TASK STATEMENT: From the entries below, extract each line that contains the string "target", treating uppercase and lowercase letters as distinct.

LISTED ENTRIES:
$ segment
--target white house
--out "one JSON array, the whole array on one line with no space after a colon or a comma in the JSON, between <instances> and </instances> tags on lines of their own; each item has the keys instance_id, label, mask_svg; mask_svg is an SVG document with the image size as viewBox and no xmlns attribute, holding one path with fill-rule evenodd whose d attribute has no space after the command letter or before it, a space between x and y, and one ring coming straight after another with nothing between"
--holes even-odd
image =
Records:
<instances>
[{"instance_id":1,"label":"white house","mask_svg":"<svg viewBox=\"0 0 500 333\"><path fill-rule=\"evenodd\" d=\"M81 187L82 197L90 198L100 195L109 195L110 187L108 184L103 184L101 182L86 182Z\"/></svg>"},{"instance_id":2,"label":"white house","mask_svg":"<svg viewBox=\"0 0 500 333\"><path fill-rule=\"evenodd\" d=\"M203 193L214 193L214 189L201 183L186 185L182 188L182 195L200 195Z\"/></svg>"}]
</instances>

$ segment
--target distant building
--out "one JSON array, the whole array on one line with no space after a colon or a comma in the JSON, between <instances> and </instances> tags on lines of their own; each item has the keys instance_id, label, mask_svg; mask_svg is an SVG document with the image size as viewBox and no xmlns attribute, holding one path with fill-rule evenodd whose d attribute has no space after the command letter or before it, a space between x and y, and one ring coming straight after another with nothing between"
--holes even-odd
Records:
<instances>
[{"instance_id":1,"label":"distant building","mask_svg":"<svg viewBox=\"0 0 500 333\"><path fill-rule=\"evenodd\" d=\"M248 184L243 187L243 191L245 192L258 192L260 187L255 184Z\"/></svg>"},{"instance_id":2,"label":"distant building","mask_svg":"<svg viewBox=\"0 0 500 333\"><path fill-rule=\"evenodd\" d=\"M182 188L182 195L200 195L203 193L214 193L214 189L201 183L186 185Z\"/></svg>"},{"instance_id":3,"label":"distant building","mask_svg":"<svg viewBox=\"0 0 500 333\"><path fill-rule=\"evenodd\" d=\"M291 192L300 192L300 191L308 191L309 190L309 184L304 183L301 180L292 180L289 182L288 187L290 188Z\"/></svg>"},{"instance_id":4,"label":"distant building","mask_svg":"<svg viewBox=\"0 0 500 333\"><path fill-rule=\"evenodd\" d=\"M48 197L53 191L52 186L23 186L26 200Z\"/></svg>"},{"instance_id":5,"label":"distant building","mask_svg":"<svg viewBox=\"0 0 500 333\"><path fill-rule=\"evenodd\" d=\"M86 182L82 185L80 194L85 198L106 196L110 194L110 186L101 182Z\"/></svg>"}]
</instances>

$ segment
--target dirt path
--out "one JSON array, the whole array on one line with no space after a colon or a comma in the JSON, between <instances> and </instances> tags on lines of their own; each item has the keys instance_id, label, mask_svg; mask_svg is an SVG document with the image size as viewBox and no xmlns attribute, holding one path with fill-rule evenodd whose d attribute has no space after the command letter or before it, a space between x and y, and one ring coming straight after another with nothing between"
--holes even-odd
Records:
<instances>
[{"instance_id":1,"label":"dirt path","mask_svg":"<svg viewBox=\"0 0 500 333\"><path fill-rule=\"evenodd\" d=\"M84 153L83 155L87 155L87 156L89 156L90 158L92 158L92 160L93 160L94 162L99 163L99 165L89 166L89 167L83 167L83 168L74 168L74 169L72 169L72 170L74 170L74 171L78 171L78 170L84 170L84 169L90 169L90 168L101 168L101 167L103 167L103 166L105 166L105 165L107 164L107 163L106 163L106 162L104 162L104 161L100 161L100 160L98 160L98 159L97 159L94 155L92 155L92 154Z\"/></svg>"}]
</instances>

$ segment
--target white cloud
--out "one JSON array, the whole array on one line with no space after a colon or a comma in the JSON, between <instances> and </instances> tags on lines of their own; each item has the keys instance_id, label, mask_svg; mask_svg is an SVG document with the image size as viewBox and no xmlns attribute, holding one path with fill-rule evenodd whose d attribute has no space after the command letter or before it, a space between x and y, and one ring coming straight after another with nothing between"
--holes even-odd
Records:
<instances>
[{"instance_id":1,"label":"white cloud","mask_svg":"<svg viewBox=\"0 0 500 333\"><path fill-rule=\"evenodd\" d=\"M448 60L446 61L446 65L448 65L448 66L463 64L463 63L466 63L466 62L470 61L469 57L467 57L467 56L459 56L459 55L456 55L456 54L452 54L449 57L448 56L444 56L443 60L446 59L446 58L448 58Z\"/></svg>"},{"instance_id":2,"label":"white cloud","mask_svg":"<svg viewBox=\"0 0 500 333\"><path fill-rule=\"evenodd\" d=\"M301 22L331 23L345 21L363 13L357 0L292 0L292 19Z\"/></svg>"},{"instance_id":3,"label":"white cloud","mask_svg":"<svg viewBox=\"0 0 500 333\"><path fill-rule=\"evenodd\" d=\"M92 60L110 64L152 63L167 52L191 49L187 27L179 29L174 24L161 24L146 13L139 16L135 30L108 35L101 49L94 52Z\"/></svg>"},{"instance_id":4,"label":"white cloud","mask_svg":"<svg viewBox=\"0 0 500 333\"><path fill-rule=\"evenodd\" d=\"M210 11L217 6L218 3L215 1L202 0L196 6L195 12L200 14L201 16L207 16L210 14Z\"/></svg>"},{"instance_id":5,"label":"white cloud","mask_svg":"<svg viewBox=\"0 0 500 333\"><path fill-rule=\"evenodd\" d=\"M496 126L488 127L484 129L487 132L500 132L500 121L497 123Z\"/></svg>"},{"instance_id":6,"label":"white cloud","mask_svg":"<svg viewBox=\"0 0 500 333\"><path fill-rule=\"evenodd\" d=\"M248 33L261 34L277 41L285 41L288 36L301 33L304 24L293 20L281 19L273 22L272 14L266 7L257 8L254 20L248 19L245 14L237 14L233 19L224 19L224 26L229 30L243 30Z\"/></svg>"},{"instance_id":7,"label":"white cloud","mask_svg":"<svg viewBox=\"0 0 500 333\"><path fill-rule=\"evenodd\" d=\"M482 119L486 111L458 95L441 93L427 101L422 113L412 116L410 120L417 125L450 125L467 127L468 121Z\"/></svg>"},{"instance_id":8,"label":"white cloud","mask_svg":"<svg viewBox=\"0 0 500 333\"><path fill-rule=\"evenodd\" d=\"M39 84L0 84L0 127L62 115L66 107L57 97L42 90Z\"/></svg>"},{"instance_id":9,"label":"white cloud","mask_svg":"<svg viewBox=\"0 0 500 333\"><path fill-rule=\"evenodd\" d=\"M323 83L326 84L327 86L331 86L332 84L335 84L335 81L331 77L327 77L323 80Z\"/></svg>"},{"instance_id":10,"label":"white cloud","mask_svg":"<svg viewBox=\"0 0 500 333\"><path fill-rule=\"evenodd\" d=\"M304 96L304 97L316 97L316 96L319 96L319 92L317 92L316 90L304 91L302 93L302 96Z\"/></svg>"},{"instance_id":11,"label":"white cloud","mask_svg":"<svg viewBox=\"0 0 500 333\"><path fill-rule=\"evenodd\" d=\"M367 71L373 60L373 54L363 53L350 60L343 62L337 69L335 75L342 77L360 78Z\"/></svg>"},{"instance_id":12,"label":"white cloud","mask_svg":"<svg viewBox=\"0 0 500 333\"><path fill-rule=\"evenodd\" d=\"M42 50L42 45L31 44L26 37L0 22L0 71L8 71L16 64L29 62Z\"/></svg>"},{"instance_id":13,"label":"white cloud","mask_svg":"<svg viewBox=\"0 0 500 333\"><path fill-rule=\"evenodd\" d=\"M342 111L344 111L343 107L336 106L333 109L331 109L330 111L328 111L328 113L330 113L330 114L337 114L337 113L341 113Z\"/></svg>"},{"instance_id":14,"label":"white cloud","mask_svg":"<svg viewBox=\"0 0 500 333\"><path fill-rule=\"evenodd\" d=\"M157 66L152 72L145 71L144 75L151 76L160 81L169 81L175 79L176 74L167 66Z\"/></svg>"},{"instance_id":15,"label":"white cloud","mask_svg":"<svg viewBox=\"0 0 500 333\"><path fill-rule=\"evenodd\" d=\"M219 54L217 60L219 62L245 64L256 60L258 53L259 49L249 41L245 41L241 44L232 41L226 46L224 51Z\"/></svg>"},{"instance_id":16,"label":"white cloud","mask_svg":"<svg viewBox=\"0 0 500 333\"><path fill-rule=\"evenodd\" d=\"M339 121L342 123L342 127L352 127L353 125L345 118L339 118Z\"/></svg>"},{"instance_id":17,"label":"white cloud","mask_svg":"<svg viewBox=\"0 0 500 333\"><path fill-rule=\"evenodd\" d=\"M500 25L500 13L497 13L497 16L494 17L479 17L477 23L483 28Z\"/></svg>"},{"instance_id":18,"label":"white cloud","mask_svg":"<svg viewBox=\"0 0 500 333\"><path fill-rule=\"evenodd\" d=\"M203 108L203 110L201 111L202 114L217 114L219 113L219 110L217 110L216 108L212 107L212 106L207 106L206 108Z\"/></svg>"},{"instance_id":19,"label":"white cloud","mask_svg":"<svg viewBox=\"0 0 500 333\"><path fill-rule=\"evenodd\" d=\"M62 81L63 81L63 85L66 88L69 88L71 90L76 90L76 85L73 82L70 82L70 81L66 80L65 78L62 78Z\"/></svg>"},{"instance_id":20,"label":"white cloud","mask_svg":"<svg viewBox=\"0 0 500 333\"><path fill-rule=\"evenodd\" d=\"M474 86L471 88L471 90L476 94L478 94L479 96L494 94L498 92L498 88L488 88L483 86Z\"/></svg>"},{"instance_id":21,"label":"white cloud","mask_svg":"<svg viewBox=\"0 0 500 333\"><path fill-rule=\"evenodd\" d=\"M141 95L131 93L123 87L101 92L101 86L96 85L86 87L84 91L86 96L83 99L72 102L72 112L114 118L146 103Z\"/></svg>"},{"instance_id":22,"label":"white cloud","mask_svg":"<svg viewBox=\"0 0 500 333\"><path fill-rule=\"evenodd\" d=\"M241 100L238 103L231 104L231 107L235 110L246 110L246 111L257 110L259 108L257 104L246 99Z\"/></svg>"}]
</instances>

SOLUTION FOR THIS PROBLEM:
--target white house
--target distant building
--target dirt path
--target white cloud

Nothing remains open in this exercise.